[Coordinate annotation entries]

···

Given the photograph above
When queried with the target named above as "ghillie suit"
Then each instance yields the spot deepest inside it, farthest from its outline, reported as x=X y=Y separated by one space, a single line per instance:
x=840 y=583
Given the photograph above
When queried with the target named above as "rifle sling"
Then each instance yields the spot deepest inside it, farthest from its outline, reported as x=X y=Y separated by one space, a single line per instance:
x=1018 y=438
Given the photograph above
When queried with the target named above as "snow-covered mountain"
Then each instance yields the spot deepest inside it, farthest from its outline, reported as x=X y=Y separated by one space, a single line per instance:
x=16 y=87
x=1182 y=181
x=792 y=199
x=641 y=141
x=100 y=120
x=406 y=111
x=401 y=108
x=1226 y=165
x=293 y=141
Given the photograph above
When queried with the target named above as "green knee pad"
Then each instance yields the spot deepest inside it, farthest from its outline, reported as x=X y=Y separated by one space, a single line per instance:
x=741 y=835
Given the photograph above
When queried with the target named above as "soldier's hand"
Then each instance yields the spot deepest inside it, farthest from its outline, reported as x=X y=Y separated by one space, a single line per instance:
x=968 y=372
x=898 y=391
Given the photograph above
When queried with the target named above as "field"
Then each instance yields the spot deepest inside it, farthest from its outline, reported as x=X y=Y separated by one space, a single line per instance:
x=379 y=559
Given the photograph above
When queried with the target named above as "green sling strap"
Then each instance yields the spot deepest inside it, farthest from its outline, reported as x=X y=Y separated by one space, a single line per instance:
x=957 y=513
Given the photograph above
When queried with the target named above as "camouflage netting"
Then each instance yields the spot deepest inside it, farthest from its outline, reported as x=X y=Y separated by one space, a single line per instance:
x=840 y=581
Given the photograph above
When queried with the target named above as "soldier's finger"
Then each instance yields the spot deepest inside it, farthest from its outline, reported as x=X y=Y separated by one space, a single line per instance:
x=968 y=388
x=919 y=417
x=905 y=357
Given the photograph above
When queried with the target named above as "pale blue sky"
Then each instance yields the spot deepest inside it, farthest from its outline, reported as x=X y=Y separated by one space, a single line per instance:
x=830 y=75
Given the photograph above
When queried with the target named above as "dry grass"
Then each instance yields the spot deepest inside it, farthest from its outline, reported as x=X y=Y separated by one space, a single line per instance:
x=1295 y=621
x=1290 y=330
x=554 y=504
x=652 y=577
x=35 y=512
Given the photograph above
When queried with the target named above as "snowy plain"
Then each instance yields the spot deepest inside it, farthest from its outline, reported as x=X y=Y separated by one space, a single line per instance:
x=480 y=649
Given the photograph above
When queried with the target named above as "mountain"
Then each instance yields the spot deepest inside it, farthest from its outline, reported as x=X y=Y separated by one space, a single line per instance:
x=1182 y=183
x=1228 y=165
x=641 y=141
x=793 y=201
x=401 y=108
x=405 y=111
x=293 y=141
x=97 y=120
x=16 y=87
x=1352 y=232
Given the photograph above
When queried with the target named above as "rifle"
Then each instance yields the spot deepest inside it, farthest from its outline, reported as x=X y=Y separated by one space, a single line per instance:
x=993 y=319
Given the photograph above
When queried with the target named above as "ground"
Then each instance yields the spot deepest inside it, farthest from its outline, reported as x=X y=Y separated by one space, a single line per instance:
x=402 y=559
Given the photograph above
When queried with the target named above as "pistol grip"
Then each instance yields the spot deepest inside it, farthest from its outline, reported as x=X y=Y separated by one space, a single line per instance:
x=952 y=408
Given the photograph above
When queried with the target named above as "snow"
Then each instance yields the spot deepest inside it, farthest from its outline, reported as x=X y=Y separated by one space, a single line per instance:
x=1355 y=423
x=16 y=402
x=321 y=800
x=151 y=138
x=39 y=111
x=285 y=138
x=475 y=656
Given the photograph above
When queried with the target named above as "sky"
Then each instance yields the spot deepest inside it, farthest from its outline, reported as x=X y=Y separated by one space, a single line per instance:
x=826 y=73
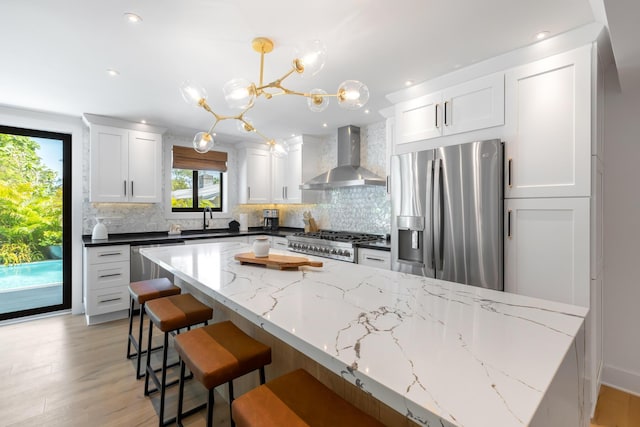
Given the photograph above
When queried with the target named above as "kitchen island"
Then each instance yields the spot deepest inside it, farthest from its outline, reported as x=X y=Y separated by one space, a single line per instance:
x=439 y=353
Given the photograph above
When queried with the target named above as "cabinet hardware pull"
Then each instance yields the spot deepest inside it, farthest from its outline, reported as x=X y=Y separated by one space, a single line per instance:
x=446 y=118
x=110 y=275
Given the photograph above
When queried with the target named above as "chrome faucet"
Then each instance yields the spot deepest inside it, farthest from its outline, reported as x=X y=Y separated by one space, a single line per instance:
x=204 y=216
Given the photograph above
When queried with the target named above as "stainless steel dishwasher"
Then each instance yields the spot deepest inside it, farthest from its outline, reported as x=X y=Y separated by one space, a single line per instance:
x=143 y=269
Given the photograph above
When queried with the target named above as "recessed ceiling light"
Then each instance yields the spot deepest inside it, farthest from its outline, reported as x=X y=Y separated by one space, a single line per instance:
x=132 y=17
x=541 y=35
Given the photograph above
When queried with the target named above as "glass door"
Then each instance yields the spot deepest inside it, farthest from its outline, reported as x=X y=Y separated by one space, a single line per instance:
x=35 y=222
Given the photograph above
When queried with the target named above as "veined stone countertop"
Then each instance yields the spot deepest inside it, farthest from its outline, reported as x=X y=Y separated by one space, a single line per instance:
x=442 y=353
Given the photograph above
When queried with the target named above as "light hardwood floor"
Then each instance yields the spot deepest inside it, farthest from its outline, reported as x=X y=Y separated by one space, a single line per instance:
x=59 y=372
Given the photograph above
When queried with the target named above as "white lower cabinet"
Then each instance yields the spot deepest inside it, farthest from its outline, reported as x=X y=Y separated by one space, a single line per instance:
x=547 y=249
x=374 y=258
x=106 y=283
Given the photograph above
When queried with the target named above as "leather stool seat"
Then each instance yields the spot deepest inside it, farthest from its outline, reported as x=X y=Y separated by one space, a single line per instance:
x=177 y=312
x=171 y=314
x=146 y=290
x=217 y=354
x=297 y=400
x=141 y=292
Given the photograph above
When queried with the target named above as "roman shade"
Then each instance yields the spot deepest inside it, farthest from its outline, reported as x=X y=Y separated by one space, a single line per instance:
x=188 y=158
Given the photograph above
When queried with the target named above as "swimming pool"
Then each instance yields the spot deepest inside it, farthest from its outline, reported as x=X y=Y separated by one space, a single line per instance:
x=30 y=275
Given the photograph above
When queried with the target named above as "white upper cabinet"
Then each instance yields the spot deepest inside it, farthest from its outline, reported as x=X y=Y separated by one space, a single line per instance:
x=125 y=165
x=255 y=176
x=548 y=127
x=473 y=105
x=287 y=176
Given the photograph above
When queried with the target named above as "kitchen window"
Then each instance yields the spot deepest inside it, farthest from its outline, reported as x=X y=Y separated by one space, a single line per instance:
x=197 y=180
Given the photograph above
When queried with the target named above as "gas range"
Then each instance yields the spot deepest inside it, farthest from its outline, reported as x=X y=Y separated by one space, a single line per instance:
x=340 y=245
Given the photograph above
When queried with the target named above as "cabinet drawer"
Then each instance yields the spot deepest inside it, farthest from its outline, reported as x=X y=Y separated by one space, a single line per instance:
x=374 y=258
x=102 y=254
x=108 y=275
x=107 y=300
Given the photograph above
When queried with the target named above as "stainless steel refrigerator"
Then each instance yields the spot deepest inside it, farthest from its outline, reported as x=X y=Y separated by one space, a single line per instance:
x=447 y=213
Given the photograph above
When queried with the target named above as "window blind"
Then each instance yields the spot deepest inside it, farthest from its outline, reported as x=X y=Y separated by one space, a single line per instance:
x=188 y=158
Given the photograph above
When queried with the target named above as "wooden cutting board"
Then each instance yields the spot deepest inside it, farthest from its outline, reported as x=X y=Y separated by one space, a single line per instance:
x=283 y=262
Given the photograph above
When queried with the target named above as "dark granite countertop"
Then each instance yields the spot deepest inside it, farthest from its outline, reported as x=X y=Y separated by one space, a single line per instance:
x=152 y=238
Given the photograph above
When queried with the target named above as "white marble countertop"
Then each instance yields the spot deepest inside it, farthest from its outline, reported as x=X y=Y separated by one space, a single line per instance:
x=440 y=352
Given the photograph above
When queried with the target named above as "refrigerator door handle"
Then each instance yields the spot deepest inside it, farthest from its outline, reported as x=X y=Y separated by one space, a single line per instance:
x=438 y=216
x=428 y=230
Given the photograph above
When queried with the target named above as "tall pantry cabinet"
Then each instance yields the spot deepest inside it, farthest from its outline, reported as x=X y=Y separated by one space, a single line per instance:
x=553 y=171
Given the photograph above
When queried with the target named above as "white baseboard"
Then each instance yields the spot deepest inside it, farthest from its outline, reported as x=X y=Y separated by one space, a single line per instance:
x=621 y=379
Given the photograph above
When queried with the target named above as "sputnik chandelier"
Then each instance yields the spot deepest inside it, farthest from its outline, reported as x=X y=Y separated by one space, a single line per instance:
x=241 y=94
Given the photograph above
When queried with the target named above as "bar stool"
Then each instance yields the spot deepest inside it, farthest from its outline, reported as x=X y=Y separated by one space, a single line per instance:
x=170 y=314
x=141 y=292
x=217 y=354
x=294 y=400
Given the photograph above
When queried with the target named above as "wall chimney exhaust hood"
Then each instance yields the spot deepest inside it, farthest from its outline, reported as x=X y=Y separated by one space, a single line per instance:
x=348 y=173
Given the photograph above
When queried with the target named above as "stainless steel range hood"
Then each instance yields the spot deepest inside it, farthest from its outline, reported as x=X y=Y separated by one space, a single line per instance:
x=348 y=173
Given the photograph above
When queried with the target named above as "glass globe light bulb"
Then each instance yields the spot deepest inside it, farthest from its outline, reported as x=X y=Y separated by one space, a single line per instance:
x=310 y=57
x=278 y=149
x=318 y=104
x=245 y=126
x=239 y=93
x=203 y=142
x=192 y=93
x=352 y=94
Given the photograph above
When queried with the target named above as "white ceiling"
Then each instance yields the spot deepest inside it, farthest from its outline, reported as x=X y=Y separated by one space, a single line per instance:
x=55 y=53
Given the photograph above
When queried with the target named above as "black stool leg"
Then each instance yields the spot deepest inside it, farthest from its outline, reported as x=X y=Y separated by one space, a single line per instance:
x=210 y=408
x=163 y=384
x=233 y=424
x=140 y=352
x=262 y=376
x=180 y=394
x=146 y=377
x=130 y=328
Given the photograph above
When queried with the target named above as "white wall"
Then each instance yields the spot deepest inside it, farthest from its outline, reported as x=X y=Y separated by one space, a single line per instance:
x=70 y=125
x=622 y=236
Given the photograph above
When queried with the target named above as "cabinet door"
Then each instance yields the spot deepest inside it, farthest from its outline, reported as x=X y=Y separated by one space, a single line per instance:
x=374 y=258
x=258 y=176
x=278 y=179
x=145 y=178
x=474 y=105
x=292 y=191
x=418 y=119
x=547 y=249
x=548 y=130
x=108 y=175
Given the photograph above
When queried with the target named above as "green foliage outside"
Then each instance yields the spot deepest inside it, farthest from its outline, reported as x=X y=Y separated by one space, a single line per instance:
x=182 y=179
x=30 y=202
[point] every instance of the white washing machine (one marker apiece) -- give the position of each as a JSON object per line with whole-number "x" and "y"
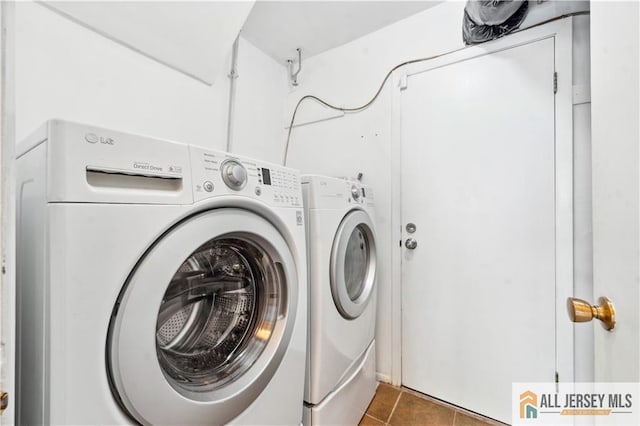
{"x": 340, "y": 381}
{"x": 158, "y": 283}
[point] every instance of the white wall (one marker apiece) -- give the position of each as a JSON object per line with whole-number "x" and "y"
{"x": 260, "y": 93}
{"x": 64, "y": 70}
{"x": 349, "y": 76}
{"x": 615, "y": 86}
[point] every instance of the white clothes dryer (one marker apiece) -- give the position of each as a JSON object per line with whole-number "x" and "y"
{"x": 158, "y": 283}
{"x": 340, "y": 381}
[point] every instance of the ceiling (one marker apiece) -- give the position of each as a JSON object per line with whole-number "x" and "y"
{"x": 279, "y": 27}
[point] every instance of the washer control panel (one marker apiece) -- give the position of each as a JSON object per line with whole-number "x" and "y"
{"x": 217, "y": 173}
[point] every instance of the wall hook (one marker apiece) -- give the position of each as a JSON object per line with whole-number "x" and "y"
{"x": 293, "y": 76}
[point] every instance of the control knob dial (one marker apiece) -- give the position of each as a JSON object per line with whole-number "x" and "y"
{"x": 234, "y": 174}
{"x": 355, "y": 192}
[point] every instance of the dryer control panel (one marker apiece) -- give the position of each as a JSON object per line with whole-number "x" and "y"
{"x": 216, "y": 173}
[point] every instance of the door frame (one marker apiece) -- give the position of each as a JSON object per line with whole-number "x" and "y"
{"x": 562, "y": 33}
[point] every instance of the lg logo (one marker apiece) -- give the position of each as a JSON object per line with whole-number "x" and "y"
{"x": 93, "y": 138}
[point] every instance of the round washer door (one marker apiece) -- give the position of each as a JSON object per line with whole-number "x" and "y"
{"x": 353, "y": 264}
{"x": 204, "y": 320}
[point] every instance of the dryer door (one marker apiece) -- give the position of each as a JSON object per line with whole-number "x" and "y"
{"x": 203, "y": 321}
{"x": 353, "y": 264}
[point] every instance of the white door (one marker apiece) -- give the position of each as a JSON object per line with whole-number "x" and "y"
{"x": 203, "y": 321}
{"x": 479, "y": 186}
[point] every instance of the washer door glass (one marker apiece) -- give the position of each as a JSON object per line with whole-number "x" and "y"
{"x": 204, "y": 320}
{"x": 356, "y": 262}
{"x": 353, "y": 264}
{"x": 217, "y": 314}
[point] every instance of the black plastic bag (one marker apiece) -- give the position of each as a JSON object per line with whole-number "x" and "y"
{"x": 488, "y": 20}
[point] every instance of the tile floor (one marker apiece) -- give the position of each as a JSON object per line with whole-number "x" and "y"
{"x": 394, "y": 406}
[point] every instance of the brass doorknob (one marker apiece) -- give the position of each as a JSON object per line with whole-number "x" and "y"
{"x": 582, "y": 311}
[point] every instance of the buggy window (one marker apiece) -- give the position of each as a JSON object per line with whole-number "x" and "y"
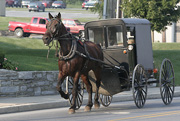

···

= Objective =
Express the listing from its first line through the line containing "x=840 y=583" as a JSON list of strings, one string per line, with any blank lines omitted.

= Result below =
[
  "Given the photograph above",
  "When queried with the target named above as \"ghillie suit\"",
  "Then each instance yields the spot deepest inside it, farthest from its outline, reported as x=X y=Y separated by one space, a single line per instance:",
  "x=840 y=583"
]